(Records contained in a dataset)
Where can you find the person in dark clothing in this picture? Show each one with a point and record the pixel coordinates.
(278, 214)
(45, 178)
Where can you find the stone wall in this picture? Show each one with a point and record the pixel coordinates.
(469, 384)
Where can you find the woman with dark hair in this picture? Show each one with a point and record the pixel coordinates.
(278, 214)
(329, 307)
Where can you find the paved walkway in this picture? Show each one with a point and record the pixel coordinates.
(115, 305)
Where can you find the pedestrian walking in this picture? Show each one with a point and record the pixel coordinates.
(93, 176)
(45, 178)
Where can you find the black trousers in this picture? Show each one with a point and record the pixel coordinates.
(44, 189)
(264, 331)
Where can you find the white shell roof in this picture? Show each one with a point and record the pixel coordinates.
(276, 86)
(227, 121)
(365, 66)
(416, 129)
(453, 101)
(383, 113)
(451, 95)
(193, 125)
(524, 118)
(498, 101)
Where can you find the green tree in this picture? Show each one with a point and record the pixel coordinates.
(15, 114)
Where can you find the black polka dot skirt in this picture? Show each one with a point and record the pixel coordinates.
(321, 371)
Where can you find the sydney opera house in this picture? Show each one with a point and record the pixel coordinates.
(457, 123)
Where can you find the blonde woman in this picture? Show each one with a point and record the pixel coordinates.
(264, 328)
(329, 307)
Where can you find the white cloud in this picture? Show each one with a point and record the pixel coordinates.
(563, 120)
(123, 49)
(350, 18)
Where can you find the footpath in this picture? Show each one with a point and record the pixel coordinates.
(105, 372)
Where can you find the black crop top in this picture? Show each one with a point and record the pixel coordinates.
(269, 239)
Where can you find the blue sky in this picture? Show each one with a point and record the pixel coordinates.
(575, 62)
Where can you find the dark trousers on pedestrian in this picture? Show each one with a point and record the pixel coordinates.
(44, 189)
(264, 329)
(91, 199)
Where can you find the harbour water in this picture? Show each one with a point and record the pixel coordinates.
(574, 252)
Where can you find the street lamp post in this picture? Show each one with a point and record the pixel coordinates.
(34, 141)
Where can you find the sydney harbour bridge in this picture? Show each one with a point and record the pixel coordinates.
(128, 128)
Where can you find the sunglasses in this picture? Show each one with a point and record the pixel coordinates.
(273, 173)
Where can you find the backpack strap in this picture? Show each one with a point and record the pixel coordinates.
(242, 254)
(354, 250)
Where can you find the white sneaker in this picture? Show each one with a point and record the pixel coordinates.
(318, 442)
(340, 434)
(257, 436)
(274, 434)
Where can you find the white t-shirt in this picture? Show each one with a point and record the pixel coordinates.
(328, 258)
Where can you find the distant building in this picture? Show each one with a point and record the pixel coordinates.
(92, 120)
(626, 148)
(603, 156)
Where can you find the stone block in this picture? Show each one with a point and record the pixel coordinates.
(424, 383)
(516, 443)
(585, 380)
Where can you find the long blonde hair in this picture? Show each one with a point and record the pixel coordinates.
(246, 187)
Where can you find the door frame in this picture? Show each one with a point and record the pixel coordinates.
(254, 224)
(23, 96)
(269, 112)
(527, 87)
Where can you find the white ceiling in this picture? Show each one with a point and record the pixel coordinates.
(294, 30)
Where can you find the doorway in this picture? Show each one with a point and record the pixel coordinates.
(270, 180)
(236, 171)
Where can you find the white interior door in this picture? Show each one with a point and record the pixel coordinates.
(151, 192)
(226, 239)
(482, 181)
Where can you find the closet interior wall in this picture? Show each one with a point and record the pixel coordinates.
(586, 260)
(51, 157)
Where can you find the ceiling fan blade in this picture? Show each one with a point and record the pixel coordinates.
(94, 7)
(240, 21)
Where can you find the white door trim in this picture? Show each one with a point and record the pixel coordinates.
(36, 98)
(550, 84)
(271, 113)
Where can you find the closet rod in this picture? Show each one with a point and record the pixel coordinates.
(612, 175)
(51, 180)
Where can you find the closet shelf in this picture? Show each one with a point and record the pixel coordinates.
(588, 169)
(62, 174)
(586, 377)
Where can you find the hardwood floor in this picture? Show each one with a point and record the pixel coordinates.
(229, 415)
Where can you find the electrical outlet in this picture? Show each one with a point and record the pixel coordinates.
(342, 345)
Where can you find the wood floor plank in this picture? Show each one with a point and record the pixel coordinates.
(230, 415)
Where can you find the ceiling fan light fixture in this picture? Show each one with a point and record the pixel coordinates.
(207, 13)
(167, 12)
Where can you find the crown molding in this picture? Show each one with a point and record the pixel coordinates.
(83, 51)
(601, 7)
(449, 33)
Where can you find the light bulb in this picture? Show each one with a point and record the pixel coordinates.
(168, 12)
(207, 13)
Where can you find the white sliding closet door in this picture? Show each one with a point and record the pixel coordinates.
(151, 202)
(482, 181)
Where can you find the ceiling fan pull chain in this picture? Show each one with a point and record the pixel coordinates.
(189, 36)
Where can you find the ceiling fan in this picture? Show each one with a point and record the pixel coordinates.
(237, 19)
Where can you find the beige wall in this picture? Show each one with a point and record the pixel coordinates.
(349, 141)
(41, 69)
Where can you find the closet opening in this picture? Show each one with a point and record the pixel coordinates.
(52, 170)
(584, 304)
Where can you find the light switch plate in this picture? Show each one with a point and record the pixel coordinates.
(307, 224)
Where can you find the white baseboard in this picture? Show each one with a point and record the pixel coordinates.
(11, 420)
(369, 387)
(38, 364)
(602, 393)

Instructions for the task: Write out the material exactly as given.

Correct output:
Where can you find the person in dark clothing in this picture? Show each one with a point and record the pixel coordinates.
(278, 214)
(45, 178)
Where can you find the stone wall in this picture? Show each one with a point and record the pixel coordinates.
(469, 384)
Where can you find the woman with dark hair in this picture? Show each one with a point and record the pixel coordinates.
(278, 214)
(329, 307)
Where can you find the paved walkway in this picture? Show each one with a point and record the pixel coordinates.
(115, 305)
Where can you find the pedestrian walking in this picture? Show each one with a point and record the pixel coordinates.
(93, 176)
(45, 178)
Where can you find the black trousers in this picture? Show each one with a point and record the pixel coordinates.
(44, 189)
(264, 331)
Where can you find the white shell roof in this picture? Show each one with a point and record the pixel coordinates.
(276, 86)
(227, 121)
(365, 66)
(416, 129)
(453, 101)
(383, 113)
(451, 95)
(193, 125)
(524, 118)
(498, 101)
Where can you find the green tree in this picture? Show each one with a point and record the pixel coordinates.
(15, 114)
Where can you find the black polka dot skirt in this picture? Show each one with a point and record the pixel coordinates.
(321, 371)
Where can you find the sydney opera house in this picture? Show each one with a point and record the pixel coordinates.
(457, 123)
Where can you find the blonde woman in this picture? Show each one with a point and record the pixel coordinates.
(264, 328)
(329, 307)
Where can you find the white cloud in this picture? Show each one with a point and record the pixel coordinates.
(563, 120)
(123, 49)
(350, 18)
Where can you find the footpath in this picture? Show each one with a point and record the pixel coordinates.
(105, 372)
Where can you find the black crop top in this picture? Show each one with a point and record the pixel coordinates.
(269, 239)
Where can you find the blue sky in this picture? Show each one with a point and record the pixel coordinates.
(575, 62)
Where can you find the dark trousers on pedestrian in this picture? Show each one with a point and record the pixel coordinates.
(44, 189)
(264, 329)
(91, 199)
Where can you find the harbour water in this picture? Show each one with a point and record the pixel coordinates.
(574, 252)
Where can you find the street lamp post in this picture? Show each one with a point and record the pixel coordinates.
(34, 141)
Where can you find the sydney harbour bridge in this picture? Show each one with a point and record the pixel coordinates.
(128, 128)
Where can you find the sunglasses in this picture? Show each one with a point and record the pixel coordinates.
(273, 173)
Where can you find the backpack strap in this picture? Show each one with a point and record the pixel coordinates.
(242, 254)
(354, 250)
Where can you find the white sneaker in this picture? Show each one with a point and record the pixel coordinates.
(318, 442)
(340, 434)
(257, 436)
(274, 434)
Where can you find the white t-shirt in this picture? Show each one with a point and record the pixel coordinates.
(328, 258)
Where can you find the distant building in this picture? Show each one with a point and record the pixel coordinates.
(92, 120)
(626, 148)
(603, 156)
Where can you find the stone block in this picture? Show each one with a point and record the pixel coordinates.
(424, 383)
(516, 443)
(585, 380)
Where can you find the long blonde hair in this picture? Show each one with a point and record the pixel coordinates.
(246, 187)
Where can you find the door frame in this picture? Show each one with a point and record the pixel coordinates.
(254, 224)
(23, 96)
(269, 112)
(527, 87)
Where can you find the white ceiling in this picture? Show each one with a point and record the pixel coordinates.
(294, 30)
Where can you find the doorway in this picture? Show each one with a point and record the pixel coordinates.
(270, 180)
(236, 171)
Where can you find the white interior door in this picture? Show each one with a point and record the pixel coordinates.
(151, 192)
(226, 239)
(482, 181)
Where can you find the closet interior wall in this picture? Show each one with a point and record the pixel coordinates.
(586, 260)
(51, 157)
Where can you find the ceiling fan blade in this picture? Show each one with a point and record the pixel coordinates.
(94, 7)
(240, 21)
Where can you find the white door trim in this picture? Show each one with a point and record the pixel coordinates.
(36, 98)
(550, 84)
(271, 113)
Where can you find the closet rod in this picture? Show each one with a point and record the pixel coordinates.
(612, 175)
(51, 180)
Where can you find the closet shelf in this picture? Show each one with a point and record the pixel coordinates.
(588, 169)
(62, 174)
(586, 377)
Where can you find the hardwood floor in this picture? Show each one with a point and record the pixel coordinates.
(229, 415)
Where can you find the electrical outlet in this picture? Show each one with a point and record the pixel coordinates.
(342, 345)
Where can you find the wood floor plank in this picture? Show each one with a point and record the pixel coordinates.
(230, 415)
Where can you find the ceiling fan light fixture in this picture? Show each one with a point and record the pixel coordinates.
(207, 13)
(167, 12)
Where can you find the crown molding in this picture? Show each one with a point and record the pixel coordinates.
(83, 51)
(601, 7)
(449, 33)
Where can you find the light bulb in this picture? Show each one with a point and record the pixel coordinates.
(168, 12)
(207, 13)
Where can you find the white sliding closet door in this picture? Show each one with a point and record the pixel coordinates.
(151, 202)
(482, 181)
Where can you find the ceiling fan pull chain in this picture? Show each one with a point and record the pixel coordinates.
(189, 36)
Where can you find the ceiling fan in this picture? Show each one with a point and record the pixel coordinates.
(237, 19)
Where can you find the beige wall in this picture? Show each one with a point and record the pixel coordinates.
(349, 141)
(41, 69)
Where can you find the closet opening in this picture? Show each one with a point and record the pixel coordinates.
(52, 170)
(584, 304)
Where can you find the light switch plate in this picture? Show each one with a point and record the pixel coordinates.
(307, 224)
Where can you find the white baseboard in this picture? Show each one with a point and record the pixel coordinates.
(11, 420)
(369, 387)
(38, 364)
(602, 393)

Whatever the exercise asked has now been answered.